start Given passage

13 comments on “Milestone: Landslide at the Mozilla Summit in Whistler”

  1. Zack wrote on

    http://www.flickr.com/photos/zackw/sets/72157626242279049/ contains several photos taken on the seven-hour bus ride around the backside of the mountains, through Lillooet and Hope and Chilliwack. I don’t expect I’d ever have gone there otherwise.

  2. Robert Kaiser wrote on

    I was at that Summit as a volunteer, and John Lilly was the Mozilla CEO at that time. He would almost every day in the morning do a greeting of the whole group and go over logistics etc. of that day. So, one day we had some Mozillian doing an early morning run and spot a bear right in the village of Whistler, posting pictures of that bear online, and then the news broke that there was this rockslide on the road between Vancouver and Whistler. John Lilly came up on stage this day in the morning and was joking around in his fun way, giving us all that bad news in a really fun way. Same next day when we woke up to a power outage in the hotel (I even showered completely in the dark), with only our Mozilla wifi working as the IT guys reacted and hooked that up to emergency power, where John told us the story behind it – in the night, a laundry truck had backed up into the hotel’s transformer – and the way he told those things to us, everyone laughed about it. I never saw anyone delivering bad news in such a humorous way, it was hilarious, and it will always stay fondly in my memory.

  3. mrz wrote on

    For those who missed the power transformer, http://www.flickr.com/photos/10904161@N00/tags/summit/ .

  4. Lukas Blakk wrote on

    This was the summer of my internship at Mozilla and I had flown to Victoria, BC to visit my family before borrowing my mother’s car and driving to Whistler. I spotted a bear on the night we took gondolas up to the top of the mountain for the dinner one night. I was in the gondola with Dietrich and Alice and I was teasing Alice by saying “there’s a bear, there’s a bear” and then there really was one, a small brown one walking up the side of the mountain (obviously coming for dinner). I don’t have strong memories about the power outage but once the landslide happened we certainly all had a sense of “what else can possibly go wrong?”. Because the short route to Vancouver was now cut off, people had to be reorganized to get on shuttle buses as early as 3am in order to be back in Vancouver in time for flights but my fellow Seneca intern Armen, Alice, and myself were able to drive back down via Hope, BC – it took 7 or 8 hours but it wasn’t on a bus and we left at a reasonable time. Two years later for the second Whistler Summit I drove up from SF to Portland, picked up Alice and we drove to Whistler again because there was no way we would take the chance of a second landslide 🙂

  5. Gary Kwong wrote on

    I broke the “bear” news right before the Summit started, on Planet Mozilla. I recall being all excited and being unable to sleep due to jet lag, and took a walk downstairs at about 5am. I just left the hotel when I spotted the bear, walking on all fours about a few feet away from me. Had to be careful to turn my camera flash off for I had a great Summit to attend. Tailed the bear from a safe distance who (luckily) seemed more interested in getting at trash cans / cupboards / other storage buildings than me.

end Given passage
start Data

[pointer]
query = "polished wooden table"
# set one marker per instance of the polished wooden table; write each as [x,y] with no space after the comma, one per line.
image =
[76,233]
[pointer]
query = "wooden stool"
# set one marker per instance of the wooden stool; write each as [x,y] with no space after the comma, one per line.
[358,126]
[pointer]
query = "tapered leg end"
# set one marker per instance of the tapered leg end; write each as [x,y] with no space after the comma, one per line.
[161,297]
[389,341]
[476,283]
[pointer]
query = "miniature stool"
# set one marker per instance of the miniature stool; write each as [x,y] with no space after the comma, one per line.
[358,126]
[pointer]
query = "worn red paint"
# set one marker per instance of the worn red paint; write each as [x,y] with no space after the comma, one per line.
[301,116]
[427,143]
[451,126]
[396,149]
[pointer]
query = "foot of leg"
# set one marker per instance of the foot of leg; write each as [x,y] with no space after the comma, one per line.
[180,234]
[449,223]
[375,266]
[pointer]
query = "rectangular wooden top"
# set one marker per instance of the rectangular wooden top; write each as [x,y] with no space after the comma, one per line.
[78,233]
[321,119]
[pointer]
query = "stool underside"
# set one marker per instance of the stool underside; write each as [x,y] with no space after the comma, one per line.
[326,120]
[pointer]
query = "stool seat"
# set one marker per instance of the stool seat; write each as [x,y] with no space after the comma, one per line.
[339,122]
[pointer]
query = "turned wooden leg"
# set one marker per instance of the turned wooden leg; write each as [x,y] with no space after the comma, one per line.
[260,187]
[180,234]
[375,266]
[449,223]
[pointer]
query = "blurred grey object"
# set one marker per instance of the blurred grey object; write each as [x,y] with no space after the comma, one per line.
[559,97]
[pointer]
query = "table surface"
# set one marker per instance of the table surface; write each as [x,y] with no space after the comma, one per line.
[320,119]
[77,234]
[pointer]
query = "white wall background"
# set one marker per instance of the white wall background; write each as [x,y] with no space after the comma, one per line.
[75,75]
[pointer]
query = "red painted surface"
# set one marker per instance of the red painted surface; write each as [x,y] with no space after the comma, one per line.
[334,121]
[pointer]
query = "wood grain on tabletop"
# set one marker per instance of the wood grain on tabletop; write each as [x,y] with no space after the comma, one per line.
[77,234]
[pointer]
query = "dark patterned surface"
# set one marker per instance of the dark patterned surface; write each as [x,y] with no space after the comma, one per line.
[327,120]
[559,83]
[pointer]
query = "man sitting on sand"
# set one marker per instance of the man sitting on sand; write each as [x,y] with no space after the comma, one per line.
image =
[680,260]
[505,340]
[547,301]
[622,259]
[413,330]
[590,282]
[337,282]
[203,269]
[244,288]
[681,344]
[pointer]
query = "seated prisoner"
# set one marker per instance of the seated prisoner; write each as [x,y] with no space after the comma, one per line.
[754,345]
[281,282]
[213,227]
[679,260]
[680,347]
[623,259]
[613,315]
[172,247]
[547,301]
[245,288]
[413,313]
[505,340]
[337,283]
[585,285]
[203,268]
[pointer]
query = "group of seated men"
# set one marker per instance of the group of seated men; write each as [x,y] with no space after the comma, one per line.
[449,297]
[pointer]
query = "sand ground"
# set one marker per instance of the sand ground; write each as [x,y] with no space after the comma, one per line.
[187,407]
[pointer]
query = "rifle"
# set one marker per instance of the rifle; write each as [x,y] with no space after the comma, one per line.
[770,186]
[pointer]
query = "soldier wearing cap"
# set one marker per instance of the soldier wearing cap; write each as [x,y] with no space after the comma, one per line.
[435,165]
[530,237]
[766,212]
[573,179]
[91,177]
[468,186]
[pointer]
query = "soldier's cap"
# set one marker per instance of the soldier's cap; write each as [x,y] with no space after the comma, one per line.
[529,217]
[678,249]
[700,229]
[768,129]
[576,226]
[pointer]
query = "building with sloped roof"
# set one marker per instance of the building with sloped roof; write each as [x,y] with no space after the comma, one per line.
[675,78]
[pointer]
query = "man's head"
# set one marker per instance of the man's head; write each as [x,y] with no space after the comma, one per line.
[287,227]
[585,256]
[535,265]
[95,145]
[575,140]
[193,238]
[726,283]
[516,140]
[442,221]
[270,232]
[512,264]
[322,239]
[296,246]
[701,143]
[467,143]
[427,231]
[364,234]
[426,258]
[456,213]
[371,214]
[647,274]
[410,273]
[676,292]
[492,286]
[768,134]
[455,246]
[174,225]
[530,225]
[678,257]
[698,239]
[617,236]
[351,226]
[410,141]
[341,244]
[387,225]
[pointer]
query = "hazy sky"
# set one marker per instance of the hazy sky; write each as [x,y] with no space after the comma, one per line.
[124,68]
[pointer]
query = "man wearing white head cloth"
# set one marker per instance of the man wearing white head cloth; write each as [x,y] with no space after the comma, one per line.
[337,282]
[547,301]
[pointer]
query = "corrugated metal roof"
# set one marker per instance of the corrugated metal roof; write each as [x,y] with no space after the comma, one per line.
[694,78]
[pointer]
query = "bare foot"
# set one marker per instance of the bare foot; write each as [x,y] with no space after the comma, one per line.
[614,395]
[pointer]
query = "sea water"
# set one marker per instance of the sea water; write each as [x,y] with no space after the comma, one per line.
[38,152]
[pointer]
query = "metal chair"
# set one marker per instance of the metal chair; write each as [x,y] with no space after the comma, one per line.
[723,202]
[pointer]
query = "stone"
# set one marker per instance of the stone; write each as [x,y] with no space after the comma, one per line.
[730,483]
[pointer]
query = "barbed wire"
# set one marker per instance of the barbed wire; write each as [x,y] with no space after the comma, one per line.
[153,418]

end Data

### Things to do
• A. In the comments on the Mozilla Summit landslide in Whistler, what caused the power outage at the hotel?
• B. Carry on the comments about the Mozilla Summit landslide in Whistler, starting after the last sentence shown.

### Answers provided
• A. During the night, a laundry truck backed up into the hotel's transformer.

• B.
    http://www.rumblingedge.com/2008/07/29/bear-with-me-while-you-sleep-at-whistler/

    Of course, after that came the rockslide and the partial power outage.

    The 2010 Summit wasn’t as eventful – so everyone remembers the first one now.

  6. Nukeador wrote on

    It was my first time at the other side of the Atlantic, the first time we met Mitchell Baker, John Lilly and other historical mozillians, no words can describe the emotion.

    And believe me or not, this newspaper is still on my noticeboard:

    http://instagram.com/p/cFRRxwiYjw/

  7. Clint Talbert wrote on

    I remember this too, watching as day after day, John would inform us of the next calamity that had befallen us. We put people that absolutely had to get back on sea planes, and the rest of us had to get in buses and we drove for 8 hours to get us back to Vancouver. I was supposed to be staying on in whistler for some days and hiking post-summit. But, the rockslide had me scared that if I didn’t leave on the big Mozilla bus I might not be getting out, so I took the bus back to Vancouver, and one of the Vancouver Mozillians let me stay in his house for a few days until my flight. It’s easy to be a community when things are going well. It’s how you handle difficulty that really shows what you’re made of. And this summit will always be my favorite.

  8. mart3ll wrote on

    I actually joined Twitter the morning the power went out and I needed to know what the heck was going on (laundry truck?). Also: I feared taking a shower in the dark due to rogue bears. Good times. Good confusing times.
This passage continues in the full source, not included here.